* What to do
Repeat the data below in full. Pictures must not be part of the copy.

Records to use section start

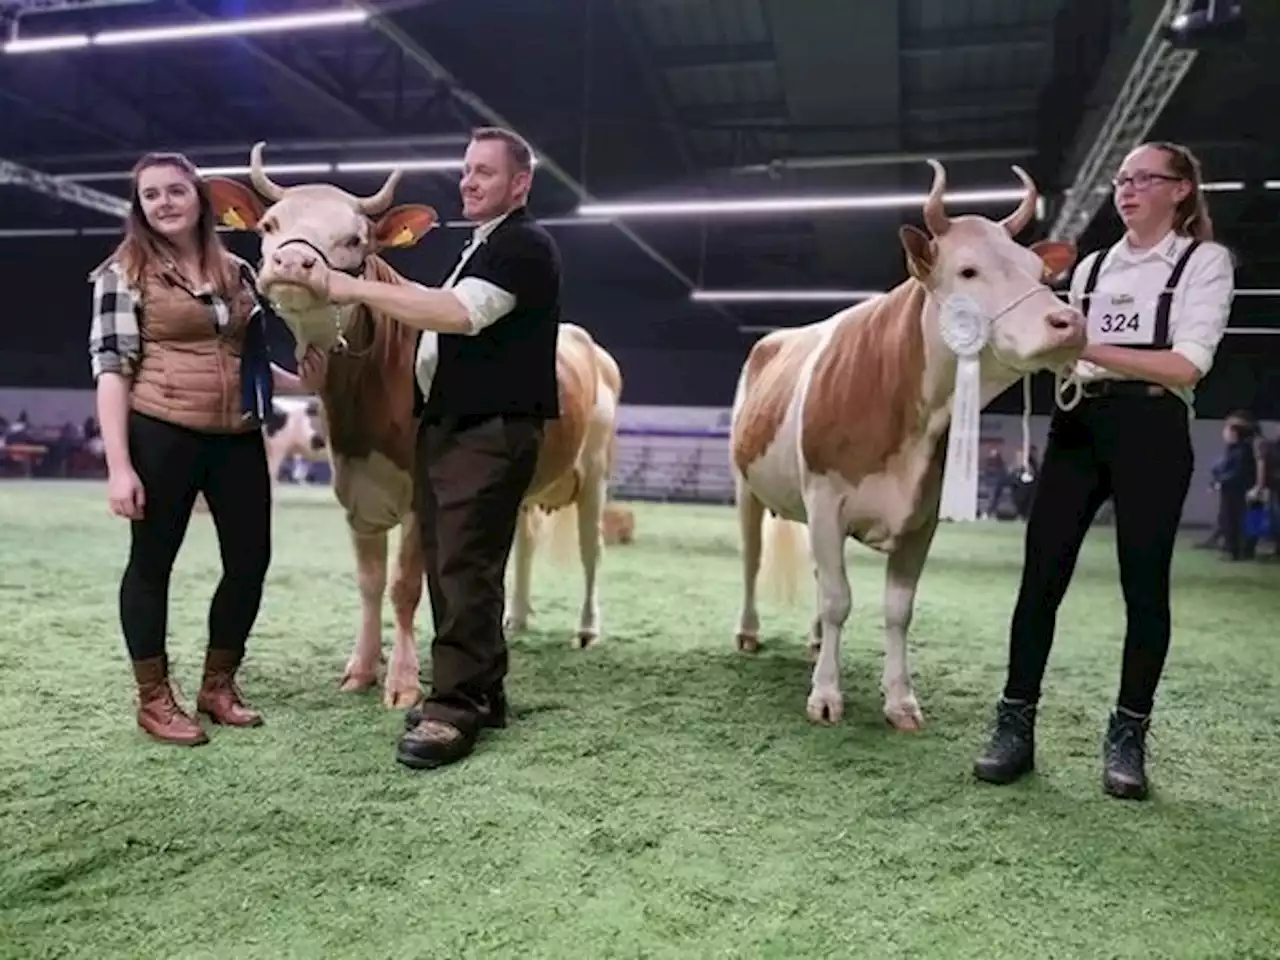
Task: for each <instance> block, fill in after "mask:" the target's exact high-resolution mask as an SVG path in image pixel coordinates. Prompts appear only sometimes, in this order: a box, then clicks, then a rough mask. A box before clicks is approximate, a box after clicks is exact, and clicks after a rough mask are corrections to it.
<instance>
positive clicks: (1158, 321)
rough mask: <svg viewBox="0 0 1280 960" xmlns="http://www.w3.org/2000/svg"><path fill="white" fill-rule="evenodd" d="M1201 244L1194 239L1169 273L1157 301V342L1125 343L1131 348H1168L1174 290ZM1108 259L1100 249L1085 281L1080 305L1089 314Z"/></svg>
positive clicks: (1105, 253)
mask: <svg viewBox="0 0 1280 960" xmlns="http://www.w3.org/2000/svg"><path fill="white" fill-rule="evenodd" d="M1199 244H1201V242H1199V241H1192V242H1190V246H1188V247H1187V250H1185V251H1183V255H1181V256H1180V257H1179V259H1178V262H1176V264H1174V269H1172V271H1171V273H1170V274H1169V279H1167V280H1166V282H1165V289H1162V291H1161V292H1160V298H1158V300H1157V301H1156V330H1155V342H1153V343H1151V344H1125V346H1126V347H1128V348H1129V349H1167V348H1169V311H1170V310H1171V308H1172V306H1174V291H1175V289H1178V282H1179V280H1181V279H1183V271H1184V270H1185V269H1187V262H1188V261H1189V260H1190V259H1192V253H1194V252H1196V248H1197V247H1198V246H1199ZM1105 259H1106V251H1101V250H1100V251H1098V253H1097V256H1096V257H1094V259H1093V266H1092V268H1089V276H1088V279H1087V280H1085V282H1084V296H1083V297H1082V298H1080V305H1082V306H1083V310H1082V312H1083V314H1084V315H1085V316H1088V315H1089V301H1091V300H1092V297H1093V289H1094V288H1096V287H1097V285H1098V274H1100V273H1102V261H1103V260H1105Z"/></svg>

Records to use section end

* Solution to this problem
Task: for each <instance> block, fill in after "mask:" the target's exact high-resolution mask as an SVG path in image pixel coordinates. Prompts appear only sometimes, in this order: a box, then clicks, then a rough mask. A box before clicks is approximate, a box after clicks is exact, and clicks after a rough mask are corrections to it.
<instance>
positive clicks: (1158, 321)
rough mask: <svg viewBox="0 0 1280 960" xmlns="http://www.w3.org/2000/svg"><path fill="white" fill-rule="evenodd" d="M1201 244L1194 239L1169 273L1157 301V342L1125 343L1131 348H1168L1174 290ZM1108 259L1100 249L1085 281L1080 305L1089 314Z"/></svg>
positive clicks: (1105, 253)
mask: <svg viewBox="0 0 1280 960" xmlns="http://www.w3.org/2000/svg"><path fill="white" fill-rule="evenodd" d="M1199 244H1201V242H1199V241H1192V242H1190V246H1188V247H1187V250H1185V251H1183V255H1181V256H1180V257H1179V259H1178V262H1176V264H1174V269H1172V271H1171V273H1170V274H1169V279H1167V280H1166V282H1165V289H1162V291H1161V292H1160V298H1158V300H1157V301H1156V330H1155V342H1153V343H1151V344H1125V346H1126V347H1128V348H1129V349H1167V348H1169V311H1170V310H1171V308H1172V306H1174V291H1175V289H1178V282H1179V280H1181V279H1183V271H1184V270H1185V269H1187V262H1188V261H1189V260H1190V259H1192V253H1194V252H1196V248H1197V247H1198V246H1199ZM1105 259H1106V251H1101V250H1100V251H1098V253H1097V256H1096V257H1094V259H1093V266H1092V268H1089V276H1088V279H1087V280H1085V282H1084V296H1083V297H1082V298H1080V305H1082V306H1083V310H1082V312H1083V314H1084V315H1085V316H1088V315H1089V301H1091V300H1092V297H1093V289H1094V288H1096V287H1097V285H1098V274H1100V273H1102V261H1103V260H1105Z"/></svg>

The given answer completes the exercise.